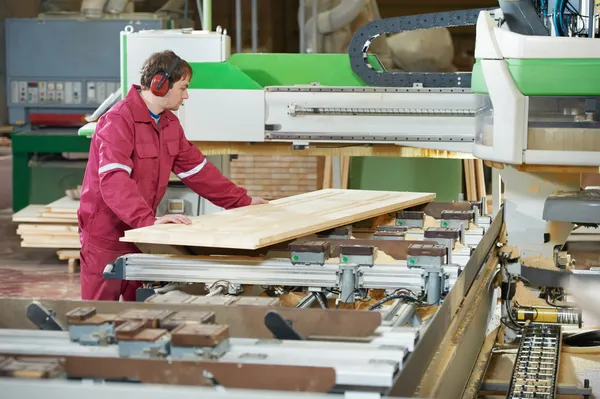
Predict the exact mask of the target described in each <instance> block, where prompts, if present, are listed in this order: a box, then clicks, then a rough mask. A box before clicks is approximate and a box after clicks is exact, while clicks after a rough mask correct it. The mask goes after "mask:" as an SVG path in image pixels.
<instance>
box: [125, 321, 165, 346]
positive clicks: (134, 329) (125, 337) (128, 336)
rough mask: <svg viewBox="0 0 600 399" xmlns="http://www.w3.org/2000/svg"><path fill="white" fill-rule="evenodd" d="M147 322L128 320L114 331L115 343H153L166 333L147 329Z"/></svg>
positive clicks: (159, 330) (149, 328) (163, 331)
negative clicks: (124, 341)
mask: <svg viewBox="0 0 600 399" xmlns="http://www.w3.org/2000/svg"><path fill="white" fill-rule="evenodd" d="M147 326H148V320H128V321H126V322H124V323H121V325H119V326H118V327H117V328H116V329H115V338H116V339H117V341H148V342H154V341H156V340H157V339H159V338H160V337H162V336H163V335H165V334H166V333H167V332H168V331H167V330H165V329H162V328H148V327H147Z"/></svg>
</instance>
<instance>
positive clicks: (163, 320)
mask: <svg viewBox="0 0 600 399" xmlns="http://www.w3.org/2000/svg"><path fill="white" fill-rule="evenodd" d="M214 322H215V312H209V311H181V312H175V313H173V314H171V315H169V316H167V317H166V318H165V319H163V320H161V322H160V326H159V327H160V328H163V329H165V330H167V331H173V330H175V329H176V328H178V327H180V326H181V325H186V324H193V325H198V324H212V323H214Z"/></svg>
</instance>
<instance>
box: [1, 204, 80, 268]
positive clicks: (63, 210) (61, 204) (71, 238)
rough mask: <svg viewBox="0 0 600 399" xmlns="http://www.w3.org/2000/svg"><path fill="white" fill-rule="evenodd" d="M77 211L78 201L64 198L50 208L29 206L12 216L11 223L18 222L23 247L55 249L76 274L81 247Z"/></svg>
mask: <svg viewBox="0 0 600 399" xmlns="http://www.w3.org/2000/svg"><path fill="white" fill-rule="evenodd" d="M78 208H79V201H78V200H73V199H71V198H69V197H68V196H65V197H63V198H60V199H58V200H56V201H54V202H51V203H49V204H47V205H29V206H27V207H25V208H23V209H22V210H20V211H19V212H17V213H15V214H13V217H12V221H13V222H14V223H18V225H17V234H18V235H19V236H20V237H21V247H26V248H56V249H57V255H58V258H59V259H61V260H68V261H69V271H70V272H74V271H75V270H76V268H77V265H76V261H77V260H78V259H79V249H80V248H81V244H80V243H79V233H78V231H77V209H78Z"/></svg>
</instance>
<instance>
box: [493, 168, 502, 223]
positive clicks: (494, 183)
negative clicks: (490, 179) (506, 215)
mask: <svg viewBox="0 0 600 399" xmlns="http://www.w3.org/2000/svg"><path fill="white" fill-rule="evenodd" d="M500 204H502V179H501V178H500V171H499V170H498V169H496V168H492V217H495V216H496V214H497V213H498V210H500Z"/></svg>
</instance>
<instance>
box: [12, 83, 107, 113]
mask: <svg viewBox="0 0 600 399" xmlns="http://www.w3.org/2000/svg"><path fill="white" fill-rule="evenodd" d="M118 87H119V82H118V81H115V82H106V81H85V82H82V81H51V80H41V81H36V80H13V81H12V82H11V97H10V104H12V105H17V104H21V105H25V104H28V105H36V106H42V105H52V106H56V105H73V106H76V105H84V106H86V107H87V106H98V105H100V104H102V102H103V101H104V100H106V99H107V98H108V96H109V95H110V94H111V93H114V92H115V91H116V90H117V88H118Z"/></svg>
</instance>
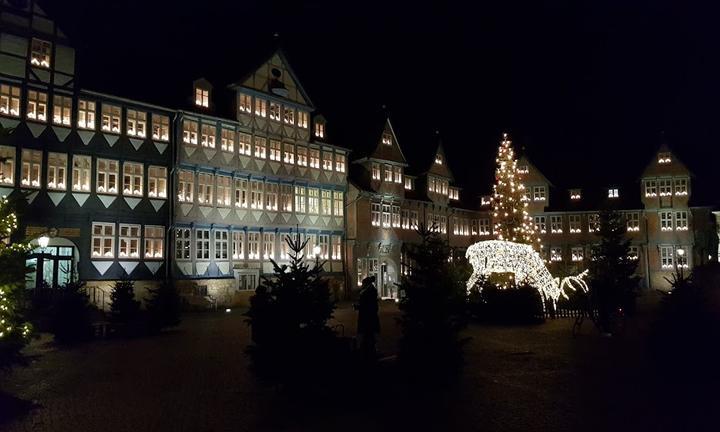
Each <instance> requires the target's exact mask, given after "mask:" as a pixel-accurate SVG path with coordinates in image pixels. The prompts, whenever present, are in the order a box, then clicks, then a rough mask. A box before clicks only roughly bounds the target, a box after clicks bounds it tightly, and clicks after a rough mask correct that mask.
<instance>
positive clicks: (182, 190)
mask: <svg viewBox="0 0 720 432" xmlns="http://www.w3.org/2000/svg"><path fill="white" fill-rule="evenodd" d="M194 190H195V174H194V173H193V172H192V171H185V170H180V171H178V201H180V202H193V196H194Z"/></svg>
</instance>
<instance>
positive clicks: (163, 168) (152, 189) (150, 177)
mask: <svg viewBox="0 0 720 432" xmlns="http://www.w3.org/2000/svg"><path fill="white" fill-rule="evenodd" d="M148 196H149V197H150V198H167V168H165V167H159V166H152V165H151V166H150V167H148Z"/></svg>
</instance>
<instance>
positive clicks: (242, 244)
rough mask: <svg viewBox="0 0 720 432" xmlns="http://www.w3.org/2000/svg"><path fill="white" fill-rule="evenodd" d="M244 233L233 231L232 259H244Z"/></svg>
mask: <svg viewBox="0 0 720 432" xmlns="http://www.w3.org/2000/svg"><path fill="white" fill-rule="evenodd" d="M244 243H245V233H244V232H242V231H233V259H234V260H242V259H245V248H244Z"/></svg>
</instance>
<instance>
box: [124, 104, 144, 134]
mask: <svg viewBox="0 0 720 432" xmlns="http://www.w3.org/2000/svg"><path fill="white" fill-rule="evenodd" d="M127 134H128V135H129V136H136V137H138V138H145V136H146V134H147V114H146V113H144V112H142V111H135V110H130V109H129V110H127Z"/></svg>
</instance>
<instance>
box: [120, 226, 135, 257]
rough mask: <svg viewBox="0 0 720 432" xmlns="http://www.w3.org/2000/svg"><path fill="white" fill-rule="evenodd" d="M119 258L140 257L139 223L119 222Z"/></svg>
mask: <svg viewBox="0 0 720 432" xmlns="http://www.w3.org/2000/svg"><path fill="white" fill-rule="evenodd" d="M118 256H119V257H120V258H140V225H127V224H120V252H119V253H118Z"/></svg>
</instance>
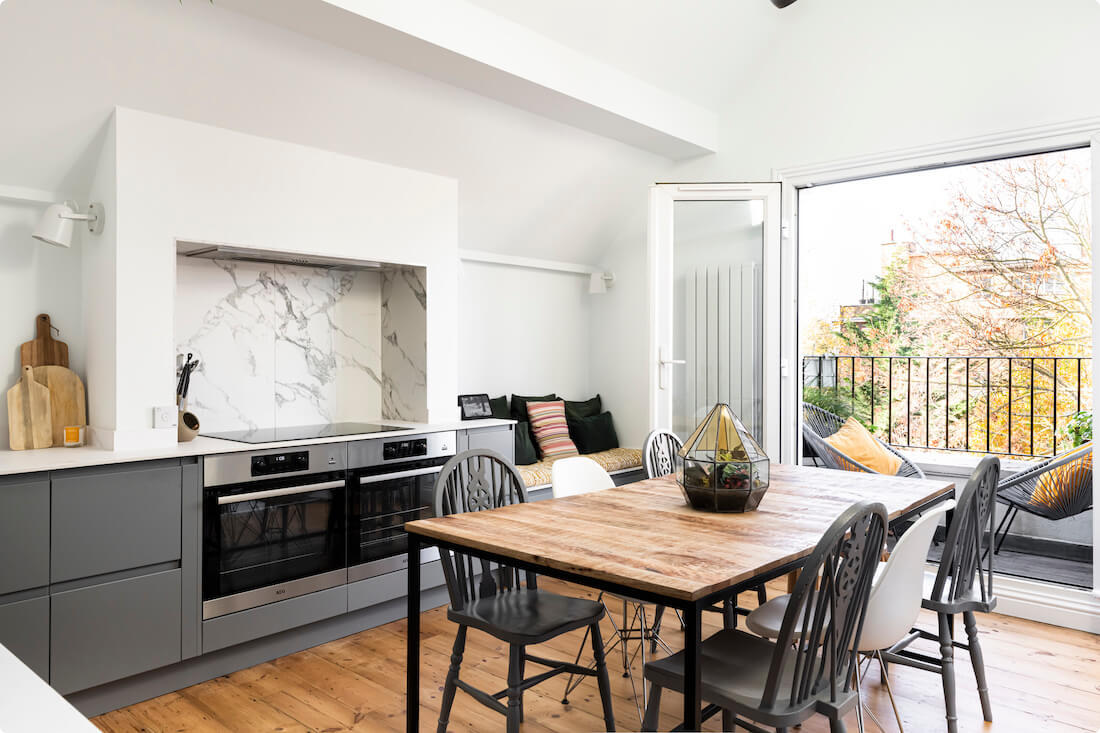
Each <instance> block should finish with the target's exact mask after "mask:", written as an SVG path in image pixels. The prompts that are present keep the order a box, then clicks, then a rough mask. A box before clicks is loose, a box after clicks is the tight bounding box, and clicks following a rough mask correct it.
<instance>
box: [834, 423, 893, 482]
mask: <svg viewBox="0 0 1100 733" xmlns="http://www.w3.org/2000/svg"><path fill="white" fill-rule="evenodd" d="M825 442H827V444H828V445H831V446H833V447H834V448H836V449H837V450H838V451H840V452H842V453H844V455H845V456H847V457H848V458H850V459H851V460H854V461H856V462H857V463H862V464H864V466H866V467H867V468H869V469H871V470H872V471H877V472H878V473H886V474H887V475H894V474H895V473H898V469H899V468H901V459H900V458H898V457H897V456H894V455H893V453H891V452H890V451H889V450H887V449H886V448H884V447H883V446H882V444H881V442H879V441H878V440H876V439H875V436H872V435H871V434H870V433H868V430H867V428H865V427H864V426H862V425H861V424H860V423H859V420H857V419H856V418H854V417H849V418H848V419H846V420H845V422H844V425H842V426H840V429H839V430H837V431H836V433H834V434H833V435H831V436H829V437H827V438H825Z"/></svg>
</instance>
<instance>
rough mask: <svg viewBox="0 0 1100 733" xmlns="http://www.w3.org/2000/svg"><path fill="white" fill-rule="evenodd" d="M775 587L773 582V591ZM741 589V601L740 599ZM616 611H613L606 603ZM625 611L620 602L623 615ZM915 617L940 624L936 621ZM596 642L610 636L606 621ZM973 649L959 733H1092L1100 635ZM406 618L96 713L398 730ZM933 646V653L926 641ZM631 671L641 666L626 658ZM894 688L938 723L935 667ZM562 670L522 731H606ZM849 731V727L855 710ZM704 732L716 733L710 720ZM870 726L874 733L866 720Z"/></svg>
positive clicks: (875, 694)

TASK:
Starting from the data above, filter for lines with "pixels" and copy each one.

YOUR RESPONSE:
Predict the exact mask of the target described in each <instance> block, where prompts, if present, are listed in this order: a box, then clicks, then a rough mask. A box before clicks is approximate and a box after clicks is exact, while clicks after a rough mask correct it. The mask goes after "mask:" as an SVG path in image pixels.
Each <instance> requires the target's exact mask, given after "mask:" as a pixel-accurate SVG path with coordinates in image pixels. The prompts, whenever present, are in the order a box, then clicks, then a rough mask. A box before clicks only roughly bounds the target, a box after clicks bounds it tightly, and clicks after a rough mask correct that mask.
Each <instance> block should finish with the target's exact mask after "mask:", written as an SVG path in image pixels. The prompts that are present keep the order a box, then clicks, then a rough mask. A box before clicks is loose, a box after clicks is the tight bounding box, and clicks following a rough mask correct it.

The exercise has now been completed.